◆ Extract provided ◆
+++

Social distancing due to COVID-19 has caused a radical shift in our work as psychologists. In talking with other therapists, I’ve found that many of us are feeling the strain of doing therapy by teleconferencing. Talking with our clients via a one-dimensional digital representation lacks the subtle interpersonal interaction and relationship that characterize psychotherapy. By now, we’ve created a facsimile of our psychotherapy office that accommodates teletherapy where we try to listen with free hovering attention sitting in front of a screen with a camera, microphone, and perhaps earphones.
Video can be taxing due to the way digital images are encoded, which cause artifacts such as blurring, freezing, and audio that doesn’t always sync. We miss the powerful nonverbal communications that shed so much light on the intangibles of what might be contributing to a person’s issues. A blush, an eye-roll, a tear welling up, the fidgeting of someone with a secret, the nervous giggle, or shy smile—these nuanced communications can give us insight and aid our understanding of unconscious dynamics.
Whether in person or over the phone, we can still be attuned to our clients in the moment. In my psychotherapy practice, I have been influenced by Theodor Reik and his book Listening with the Third Ear (1943):
We are… encouraged to rely on a series of most delicate communications… collecting all our impressions; to extend our feelers, to seize the secret messages that go from one unconscious to another. . . . The student often analyzes the material without considering that it is so much richer, subtler, finer than what can be caught in the net of conscious observation. The small fish that escapes through the mesh is often the most precious.

+++

◆ Activity 1 ◆
In the passage on teletherapy, which book does the writer say has influenced their psychotherapy practice?
◆ Activity 2 ◆
For each statement, say yes or no according to the passage on teletherapy, and quote the words that decide it. (a) The artifacts of encoded video include blurring, freezing, and audio that is not always in sync. (b) The writer holds that clients cannot be attuned to over the phone. (c) The quoted book calls the small fish that escapes the mesh the least valuable.
◆ Activity 3 ◆
Rewrite part of the passage on teletherapy, starting at the words "Whether in person" and ending after "the most precious.", and use "trainee" in every place that has "student".

+++

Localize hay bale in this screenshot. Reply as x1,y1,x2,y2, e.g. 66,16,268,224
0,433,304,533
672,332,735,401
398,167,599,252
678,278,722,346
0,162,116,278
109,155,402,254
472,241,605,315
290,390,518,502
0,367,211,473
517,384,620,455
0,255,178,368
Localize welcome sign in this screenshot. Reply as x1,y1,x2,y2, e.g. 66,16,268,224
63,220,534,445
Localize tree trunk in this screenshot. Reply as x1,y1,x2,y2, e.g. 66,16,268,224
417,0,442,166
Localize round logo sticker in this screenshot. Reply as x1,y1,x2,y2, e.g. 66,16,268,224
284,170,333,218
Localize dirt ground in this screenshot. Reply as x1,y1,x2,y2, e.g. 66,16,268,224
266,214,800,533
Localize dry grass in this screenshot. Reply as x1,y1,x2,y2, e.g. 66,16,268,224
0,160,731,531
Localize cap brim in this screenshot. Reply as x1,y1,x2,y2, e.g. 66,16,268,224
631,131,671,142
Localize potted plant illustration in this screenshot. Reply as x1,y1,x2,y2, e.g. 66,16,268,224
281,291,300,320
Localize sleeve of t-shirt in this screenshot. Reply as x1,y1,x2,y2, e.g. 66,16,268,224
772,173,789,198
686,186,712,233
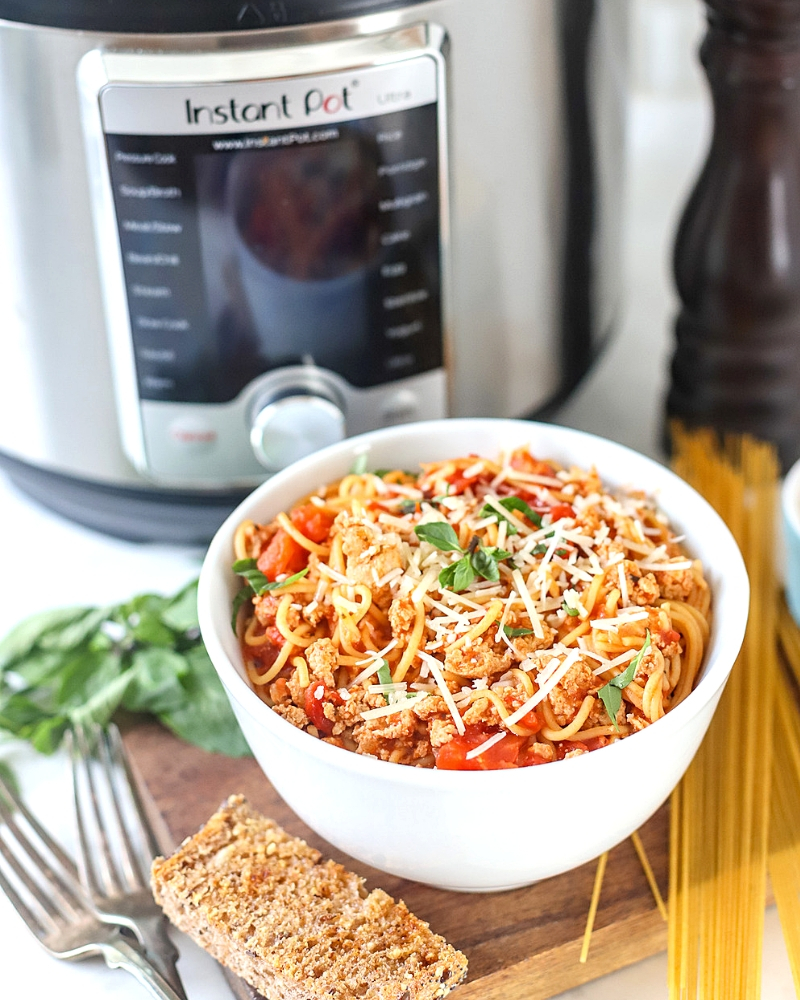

+++

◆ Reply 1 ◆
Listening with the Third Ear (1943), by Theodor Reik.

◆ Reply 2 ◆
(a) Yes: "artifacts such as blurring, freezing, and audio that doesn’t always sync."
(b) No: "Whether in person or over the phone, we can still be attuned to our clients in the moment."
(c) No: "The small fish that escapes through the mesh is often the most precious."

◆ Reply 3 ◆
Whether in person or over the phone, we can still be attuned to our clients in the moment. In my psychotherapy practice, I have been influenced by Theodor Reik and his book Listening with the Third Ear (1943):
We are… encouraged to rely on a series of most delicate communications… collecting all our impressions; to extend our feelers, to seize the secret messages that go from one unconscious to another. . . . The trainee often analyzes the material without considering that it is so much richer, subtler, finer than what can be caught in the net of conscious observation. The small fish that escapes through the mesh is often the most precious.